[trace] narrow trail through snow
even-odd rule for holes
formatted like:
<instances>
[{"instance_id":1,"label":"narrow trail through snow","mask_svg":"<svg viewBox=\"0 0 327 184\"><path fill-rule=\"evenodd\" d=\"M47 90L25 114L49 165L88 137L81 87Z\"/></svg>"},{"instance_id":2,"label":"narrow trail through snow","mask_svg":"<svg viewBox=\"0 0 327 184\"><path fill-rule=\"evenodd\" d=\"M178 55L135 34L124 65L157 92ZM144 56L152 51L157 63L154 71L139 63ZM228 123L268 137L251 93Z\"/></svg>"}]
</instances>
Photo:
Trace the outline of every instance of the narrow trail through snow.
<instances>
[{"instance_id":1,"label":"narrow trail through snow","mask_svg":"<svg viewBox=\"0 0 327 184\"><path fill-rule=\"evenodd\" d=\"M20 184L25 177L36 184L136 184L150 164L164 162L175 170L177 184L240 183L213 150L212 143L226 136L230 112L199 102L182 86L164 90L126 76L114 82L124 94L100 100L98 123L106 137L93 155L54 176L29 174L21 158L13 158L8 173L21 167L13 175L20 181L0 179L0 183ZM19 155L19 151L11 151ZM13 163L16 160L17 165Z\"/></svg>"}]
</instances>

WRITTEN PROBLEM: Print all of the records above again, unchanged and line for line.

SOLUTION TO THE EXERCISE:
[trace] narrow trail through snow
even-odd rule for holes
formatted like:
<instances>
[{"instance_id":1,"label":"narrow trail through snow","mask_svg":"<svg viewBox=\"0 0 327 184\"><path fill-rule=\"evenodd\" d=\"M47 90L25 114L49 165L88 137L81 87Z\"/></svg>"},{"instance_id":2,"label":"narrow trail through snow","mask_svg":"<svg viewBox=\"0 0 327 184\"><path fill-rule=\"evenodd\" d=\"M178 55L135 34L124 65L157 92ZM144 56L152 51L157 63L154 71L139 63ZM228 123L268 137L251 93Z\"/></svg>"}]
</instances>
Photo:
Trace the outline of every instance of the narrow trail through snow.
<instances>
[{"instance_id":1,"label":"narrow trail through snow","mask_svg":"<svg viewBox=\"0 0 327 184\"><path fill-rule=\"evenodd\" d=\"M20 184L25 177L36 184L136 184L150 164L164 162L175 170L177 184L240 183L213 150L212 143L226 136L230 112L199 102L182 86L164 90L126 76L114 82L124 94L100 100L98 123L106 137L93 155L54 176L29 174L21 158L13 158L8 173L21 167L13 175L20 181L0 179L0 183ZM19 155L19 151L11 151ZM13 163L16 160L17 165Z\"/></svg>"}]
</instances>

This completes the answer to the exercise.